● Parts of the exercise:
a - List every name of a month or a day of the week that shows up in the blog post below.
b - Write out word for word the stretch of the blog post below from "[personal profile] musesfool" through "me: minor spoiler )".
--- Selected text Enclosed Below ---
May. 14th, 2026 02:40 pm
musesfool: laura roslin's death glare, captioned "bitch, please" (bitch please)
[personal profile] musesfool
While this isn't thematic or plot-related or anything, I did remember one thing I wanted to comment on from PoH because it's probably the most relatable* Carl has ever been to me: minor spoiler )

*There's a post on tumblr that I think I've reblogged a couple of times, that notes that characters don't need to be relatable for me to enjoy them, but they do need to be resonant. This was a case where something was both. *g*

In more real world news, last I checked (earlier today), the MTA and the various railroad unions are still far apart on finalizing a new contract, so it's entirely possible there will be a strike starting on Saturday and the LIRR will stop running. I mean, I wouldn't be surprised if there were an eleventh hour agreement to prevent that, but I also wouldn't be surprised if there weren't. In the face of this uncertainty, my boss made going into the office on Tuesday optional (and non-tenable if there is a strike, since she lives out on the island), so I have opted to not go in regardless. So all my cupcake baking will have to wait until next time. (I think our June in-office day is also currently non-tenable because it's a day when there will be an afternoon World Cup match and nobody wants to be in Manhattan during that, but especially around Penn Station or the Port Authority, as required by many commutes, but we'll see what happens when we get there.)
--- End of Enclosed Selected text ---
--- Data section Enclosed Below ---
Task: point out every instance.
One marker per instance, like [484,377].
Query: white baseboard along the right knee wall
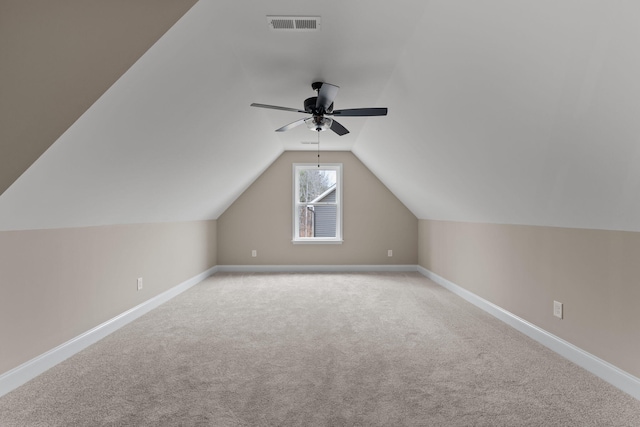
--- End of Enclosed Data section ---
● Results for the exercise:
a - May, Saturday, Tuesday, June

b -
[personal profile] musesfool
While this isn't thematic or plot-related or anything, I did remember one thing I wanted to comment on from PoH because it's probably the most relatable* Carl has ever been to me: minor spoiler )